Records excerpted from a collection
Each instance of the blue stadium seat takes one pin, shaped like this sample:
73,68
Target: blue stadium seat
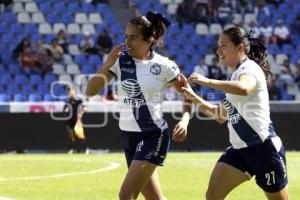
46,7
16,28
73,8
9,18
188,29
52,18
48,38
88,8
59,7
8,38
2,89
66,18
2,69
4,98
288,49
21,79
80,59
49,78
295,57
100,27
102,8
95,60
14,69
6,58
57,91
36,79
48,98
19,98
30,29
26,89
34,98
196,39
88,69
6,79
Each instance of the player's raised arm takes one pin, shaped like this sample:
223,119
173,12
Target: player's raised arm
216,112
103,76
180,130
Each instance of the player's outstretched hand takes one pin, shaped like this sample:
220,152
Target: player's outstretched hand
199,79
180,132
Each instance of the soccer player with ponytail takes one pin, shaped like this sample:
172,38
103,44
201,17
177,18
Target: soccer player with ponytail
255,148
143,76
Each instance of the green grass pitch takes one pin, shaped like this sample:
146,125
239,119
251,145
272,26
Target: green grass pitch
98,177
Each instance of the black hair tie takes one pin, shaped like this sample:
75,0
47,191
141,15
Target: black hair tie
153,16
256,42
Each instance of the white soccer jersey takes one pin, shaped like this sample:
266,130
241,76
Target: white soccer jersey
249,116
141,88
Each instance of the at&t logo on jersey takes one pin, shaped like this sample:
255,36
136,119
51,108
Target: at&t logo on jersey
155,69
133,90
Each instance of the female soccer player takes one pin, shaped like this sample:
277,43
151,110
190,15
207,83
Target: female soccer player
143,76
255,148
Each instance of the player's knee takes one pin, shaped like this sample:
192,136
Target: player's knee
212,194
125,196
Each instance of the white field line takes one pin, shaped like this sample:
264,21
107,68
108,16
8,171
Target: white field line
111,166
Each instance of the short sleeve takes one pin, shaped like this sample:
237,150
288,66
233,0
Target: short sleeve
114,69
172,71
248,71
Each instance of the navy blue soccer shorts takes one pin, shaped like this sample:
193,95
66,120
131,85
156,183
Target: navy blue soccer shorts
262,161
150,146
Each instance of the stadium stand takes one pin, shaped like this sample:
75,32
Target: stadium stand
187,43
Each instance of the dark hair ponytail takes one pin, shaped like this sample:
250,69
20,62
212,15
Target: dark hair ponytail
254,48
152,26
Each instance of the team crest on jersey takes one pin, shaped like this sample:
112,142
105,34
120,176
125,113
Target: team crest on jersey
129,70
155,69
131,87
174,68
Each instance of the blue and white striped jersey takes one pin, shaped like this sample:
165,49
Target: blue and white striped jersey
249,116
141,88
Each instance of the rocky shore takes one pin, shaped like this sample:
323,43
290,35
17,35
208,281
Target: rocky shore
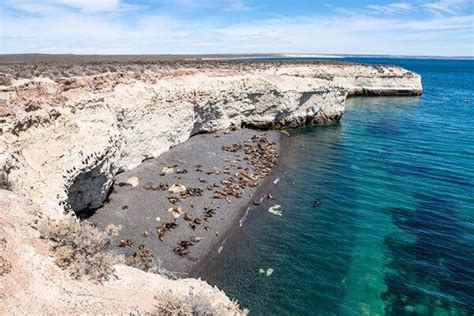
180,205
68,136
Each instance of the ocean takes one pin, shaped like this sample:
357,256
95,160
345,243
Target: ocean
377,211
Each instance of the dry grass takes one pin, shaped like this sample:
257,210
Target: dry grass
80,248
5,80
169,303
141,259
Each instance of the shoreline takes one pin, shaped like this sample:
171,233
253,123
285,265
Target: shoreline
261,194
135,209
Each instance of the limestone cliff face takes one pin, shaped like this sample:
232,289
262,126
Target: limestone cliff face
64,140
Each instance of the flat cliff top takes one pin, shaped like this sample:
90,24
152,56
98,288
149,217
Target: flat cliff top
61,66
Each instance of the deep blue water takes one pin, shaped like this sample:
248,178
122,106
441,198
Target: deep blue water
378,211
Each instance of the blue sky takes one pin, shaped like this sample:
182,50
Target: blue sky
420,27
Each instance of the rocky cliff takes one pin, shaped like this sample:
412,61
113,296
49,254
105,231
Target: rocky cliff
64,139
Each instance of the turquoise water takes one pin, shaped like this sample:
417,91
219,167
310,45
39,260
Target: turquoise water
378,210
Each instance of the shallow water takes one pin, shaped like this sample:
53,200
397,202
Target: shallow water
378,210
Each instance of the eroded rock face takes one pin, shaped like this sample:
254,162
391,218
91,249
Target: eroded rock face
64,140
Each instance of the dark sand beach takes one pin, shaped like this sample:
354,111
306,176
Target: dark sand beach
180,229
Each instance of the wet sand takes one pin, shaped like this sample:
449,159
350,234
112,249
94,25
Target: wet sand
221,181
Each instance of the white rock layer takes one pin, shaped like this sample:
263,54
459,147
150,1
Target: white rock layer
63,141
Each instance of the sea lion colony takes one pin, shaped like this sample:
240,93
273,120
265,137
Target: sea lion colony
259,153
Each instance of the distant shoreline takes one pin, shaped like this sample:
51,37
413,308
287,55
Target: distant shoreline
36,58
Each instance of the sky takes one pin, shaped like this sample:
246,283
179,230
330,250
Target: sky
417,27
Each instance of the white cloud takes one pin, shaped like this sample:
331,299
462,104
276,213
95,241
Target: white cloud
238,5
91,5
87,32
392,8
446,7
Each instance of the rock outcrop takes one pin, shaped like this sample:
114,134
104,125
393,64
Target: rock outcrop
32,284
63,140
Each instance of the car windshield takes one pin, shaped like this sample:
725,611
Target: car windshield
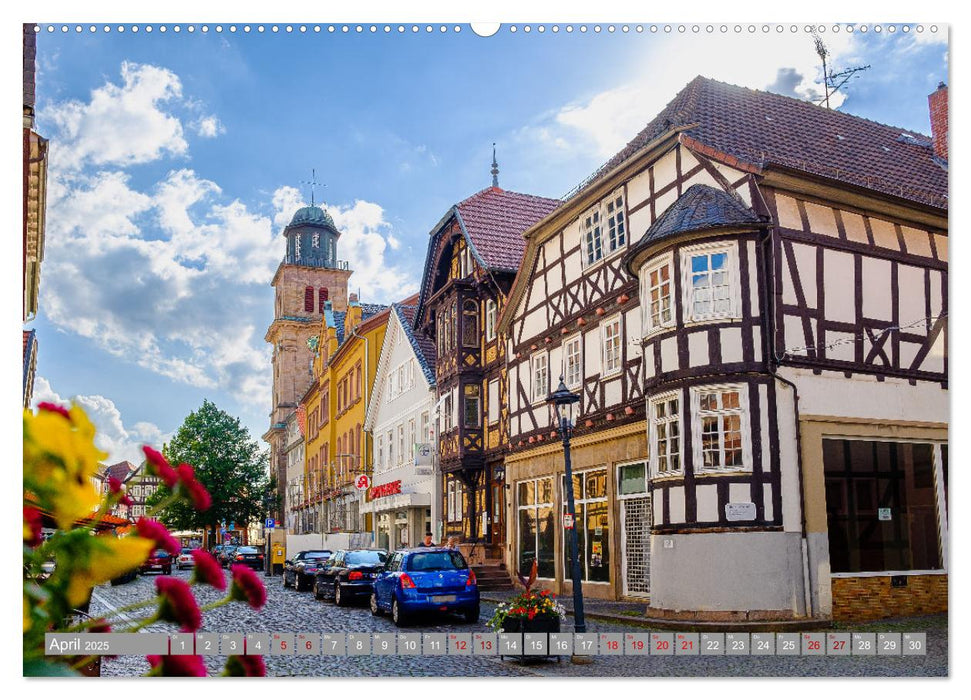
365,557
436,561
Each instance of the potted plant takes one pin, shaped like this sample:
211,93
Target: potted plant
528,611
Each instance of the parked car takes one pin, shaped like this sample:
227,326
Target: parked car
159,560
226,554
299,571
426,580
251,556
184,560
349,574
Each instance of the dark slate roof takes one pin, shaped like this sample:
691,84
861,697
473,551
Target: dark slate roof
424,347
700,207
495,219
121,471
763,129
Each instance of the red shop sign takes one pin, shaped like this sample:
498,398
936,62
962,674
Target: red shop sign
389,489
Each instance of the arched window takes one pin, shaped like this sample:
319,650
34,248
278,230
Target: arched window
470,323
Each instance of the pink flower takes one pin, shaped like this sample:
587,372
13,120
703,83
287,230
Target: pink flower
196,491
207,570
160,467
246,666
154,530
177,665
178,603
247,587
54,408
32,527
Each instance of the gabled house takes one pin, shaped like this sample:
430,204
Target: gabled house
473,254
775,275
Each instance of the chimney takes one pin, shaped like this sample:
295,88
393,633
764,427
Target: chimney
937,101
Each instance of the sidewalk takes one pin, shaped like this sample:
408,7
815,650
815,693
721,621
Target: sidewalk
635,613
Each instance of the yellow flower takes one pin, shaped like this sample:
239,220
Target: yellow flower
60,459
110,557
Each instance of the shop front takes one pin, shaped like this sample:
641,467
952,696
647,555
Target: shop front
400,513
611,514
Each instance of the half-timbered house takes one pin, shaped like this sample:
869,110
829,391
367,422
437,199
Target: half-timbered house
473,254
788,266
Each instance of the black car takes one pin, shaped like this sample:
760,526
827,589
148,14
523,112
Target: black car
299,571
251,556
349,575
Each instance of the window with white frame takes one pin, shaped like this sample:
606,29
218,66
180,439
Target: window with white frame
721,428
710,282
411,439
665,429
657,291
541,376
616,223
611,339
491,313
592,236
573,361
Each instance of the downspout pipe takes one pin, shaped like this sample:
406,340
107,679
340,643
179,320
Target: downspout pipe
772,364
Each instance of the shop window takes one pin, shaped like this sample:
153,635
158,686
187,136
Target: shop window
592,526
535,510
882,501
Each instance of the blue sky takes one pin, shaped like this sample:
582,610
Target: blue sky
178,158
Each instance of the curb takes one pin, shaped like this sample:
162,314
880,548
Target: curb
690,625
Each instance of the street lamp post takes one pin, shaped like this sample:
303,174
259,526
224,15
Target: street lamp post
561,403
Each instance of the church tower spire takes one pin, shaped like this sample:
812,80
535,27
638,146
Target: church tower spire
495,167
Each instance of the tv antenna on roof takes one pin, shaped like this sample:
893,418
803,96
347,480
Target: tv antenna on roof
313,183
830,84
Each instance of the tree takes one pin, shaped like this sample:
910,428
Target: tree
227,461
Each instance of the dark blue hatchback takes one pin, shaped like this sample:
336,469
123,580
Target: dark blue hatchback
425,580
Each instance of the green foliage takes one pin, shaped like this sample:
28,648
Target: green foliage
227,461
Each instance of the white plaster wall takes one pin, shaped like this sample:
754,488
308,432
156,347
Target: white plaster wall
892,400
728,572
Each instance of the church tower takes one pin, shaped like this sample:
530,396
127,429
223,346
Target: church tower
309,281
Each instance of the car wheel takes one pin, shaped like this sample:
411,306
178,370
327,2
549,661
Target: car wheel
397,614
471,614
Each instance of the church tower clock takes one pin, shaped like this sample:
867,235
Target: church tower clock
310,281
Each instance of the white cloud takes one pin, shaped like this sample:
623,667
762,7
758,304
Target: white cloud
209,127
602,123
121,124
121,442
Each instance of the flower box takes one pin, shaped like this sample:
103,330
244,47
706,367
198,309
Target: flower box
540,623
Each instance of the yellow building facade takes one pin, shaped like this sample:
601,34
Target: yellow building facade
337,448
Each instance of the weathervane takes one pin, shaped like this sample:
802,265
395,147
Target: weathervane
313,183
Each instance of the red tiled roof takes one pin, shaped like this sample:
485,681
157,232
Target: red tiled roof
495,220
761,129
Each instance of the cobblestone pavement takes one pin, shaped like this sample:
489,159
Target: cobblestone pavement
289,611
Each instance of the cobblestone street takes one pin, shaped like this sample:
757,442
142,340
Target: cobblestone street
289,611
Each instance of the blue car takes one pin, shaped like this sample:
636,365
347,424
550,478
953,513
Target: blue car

* [REQUIREMENT]
Starting with the line that contains "Each instance of the church tower spire", return each line through the last one of the data above, exactly as written and nothing more.

* [TASK OUTPUT]
Each instance of the church tower spire takes one pin, shaped like this sample:
812,80
535,27
638,146
Target: church tower spire
495,167
Each instance of the tv antenna on roof takes one pin, shaped like this sample:
893,418
803,96
347,480
Target: tv antenna on roof
313,183
830,84
Each instance of the tree takes one pin, shaped like this sample:
910,428
Target: tree
227,461
Each instance of the dark blue hatchback takes one pin, shaped like this sample:
336,469
123,580
Target: dark blue hatchback
425,580
Each instance of the green foliage takes one pin, shaped like this sample:
28,648
Target: green foliage
227,461
Each instance of the white plaster wall takes one pin, shaped like this sample:
754,488
308,432
156,347
Target: white plaster wall
892,400
728,572
Each instance of the church tower takes one pin, shaped like this sample:
530,396
127,429
223,346
Target: church tower
309,281
Each instance of the car wheel takes one pin, shaped like this sample:
411,306
178,370
327,2
549,661
Target: car wheel
397,614
471,614
Each instance of the church tower clock takes one pin, shaped like this sample:
867,235
Target: church tower clock
310,281
Each instance of the white cloud takes one pin, shaped like this sample:
623,667
762,7
758,304
Target: white cloud
209,127
602,123
121,124
121,442
Each instance of the flower box takes one pin, shaped like this sample:
103,330
244,47
706,367
198,309
Target: flower box
540,623
Each instance of the yellow building facade takes one pin, shaped like this sample:
601,34
Target: yellow building facade
337,448
Each instance of the weathervane takes one pin, shaped like this sample:
802,265
395,147
Target: weathervane
313,183
Each instance of the red tiled roof takes one pin, shaped like this sample:
485,681
157,232
Target: red tiled roof
495,220
761,129
Each instance of the cobblestone pavement takes one pin, shaped like this sample:
489,159
Target: cobblestone pavement
289,611
Each instance of the cobblestone street takes one pin, shaped like this sample:
757,442
142,340
Target: cobblestone street
289,611
Each instance of the blue car takes one pin, shaped like this sample:
636,365
347,424
550,478
953,513
Target: blue car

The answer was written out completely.